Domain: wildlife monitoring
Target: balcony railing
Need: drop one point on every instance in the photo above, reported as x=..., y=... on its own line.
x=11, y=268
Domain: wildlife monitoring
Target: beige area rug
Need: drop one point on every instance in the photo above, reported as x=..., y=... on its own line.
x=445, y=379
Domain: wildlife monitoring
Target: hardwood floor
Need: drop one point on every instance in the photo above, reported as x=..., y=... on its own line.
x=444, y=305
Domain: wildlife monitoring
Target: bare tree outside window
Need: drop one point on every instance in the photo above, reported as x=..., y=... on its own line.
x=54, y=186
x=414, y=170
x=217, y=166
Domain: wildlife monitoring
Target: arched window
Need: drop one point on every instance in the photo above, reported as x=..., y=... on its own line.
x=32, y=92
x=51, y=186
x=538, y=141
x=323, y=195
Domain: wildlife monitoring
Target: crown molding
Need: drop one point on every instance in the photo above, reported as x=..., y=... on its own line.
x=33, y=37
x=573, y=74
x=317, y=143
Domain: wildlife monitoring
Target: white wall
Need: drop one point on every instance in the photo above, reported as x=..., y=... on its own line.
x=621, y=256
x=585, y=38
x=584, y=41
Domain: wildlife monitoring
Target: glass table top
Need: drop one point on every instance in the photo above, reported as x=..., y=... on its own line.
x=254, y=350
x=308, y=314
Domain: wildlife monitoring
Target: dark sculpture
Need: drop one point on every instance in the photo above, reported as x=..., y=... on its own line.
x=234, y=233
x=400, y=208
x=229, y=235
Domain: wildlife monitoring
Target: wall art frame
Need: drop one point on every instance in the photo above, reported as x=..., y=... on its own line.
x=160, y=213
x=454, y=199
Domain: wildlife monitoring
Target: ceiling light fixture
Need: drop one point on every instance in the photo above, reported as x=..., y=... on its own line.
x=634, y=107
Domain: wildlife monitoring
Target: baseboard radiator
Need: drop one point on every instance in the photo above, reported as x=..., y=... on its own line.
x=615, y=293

• _WHAT TO DO_
All of the entries should be repeated word for word.

• _RESPONSE_
Domain: wildlife monitoring
Target: balcony railing
Need: drop one point on every instance in the photo above, reported as x=..., y=... on its own line.
x=11, y=268
Domain: wildlife monitoring
Target: beige area rug
Need: drop one point on every instance in the photo above, reported as x=..., y=... on its own line.
x=445, y=379
Domain: wildlife monitoring
Target: hardwood floor
Need: drop one point on every instance in the photo above, reported as x=..., y=... on its own line.
x=444, y=305
Domain: wildlife monitoring
Target: bare tree outside window
Need: drop one point on every instance in the photo above, reported as x=..., y=... on its own line.
x=54, y=186
x=414, y=170
x=217, y=166
Domain: wildlife monitoring
Target: arched window
Need: drop one point on every instance in the photo above, reported as x=..., y=... on its own line.
x=32, y=92
x=51, y=186
x=538, y=141
x=323, y=195
Domain: wildlife monitoring
Target: crown molding
Need: drop one point on every instance in the photo above, reported as x=..., y=... on its own line.
x=33, y=37
x=573, y=74
x=317, y=143
Domain: wildlife monitoring
Target: white wall
Need: drop one point on every instance in the photo above, reported as x=..., y=... on its own line.
x=621, y=256
x=585, y=38
x=584, y=41
Domain: wildlife monitoring
Target: glass table top
Need: drop one point on every instance in the photo above, reported as x=..., y=... on its own line.
x=254, y=350
x=308, y=314
Domain: wildlife monitoring
Target: dark sculpture
Need: drop one point on every instance in the photo above, reported as x=..., y=... on its own line.
x=234, y=233
x=400, y=208
x=229, y=235
Domain: wildlife monitoring
Target: wall art frame
Need: drop one point on every instance in the photo above, reported as x=..., y=... on its own line.
x=160, y=213
x=454, y=199
Domain: wildlife monitoring
Target: ceiling light fixture
Need: drop one point on every instance in the photo above, reported as x=..., y=... on its own line.
x=634, y=107
Domain: wildlife monitoring
Target: baseboard radiator
Need: drop one point on every instance in the photo above, reported as x=..., y=... on its own line.
x=615, y=293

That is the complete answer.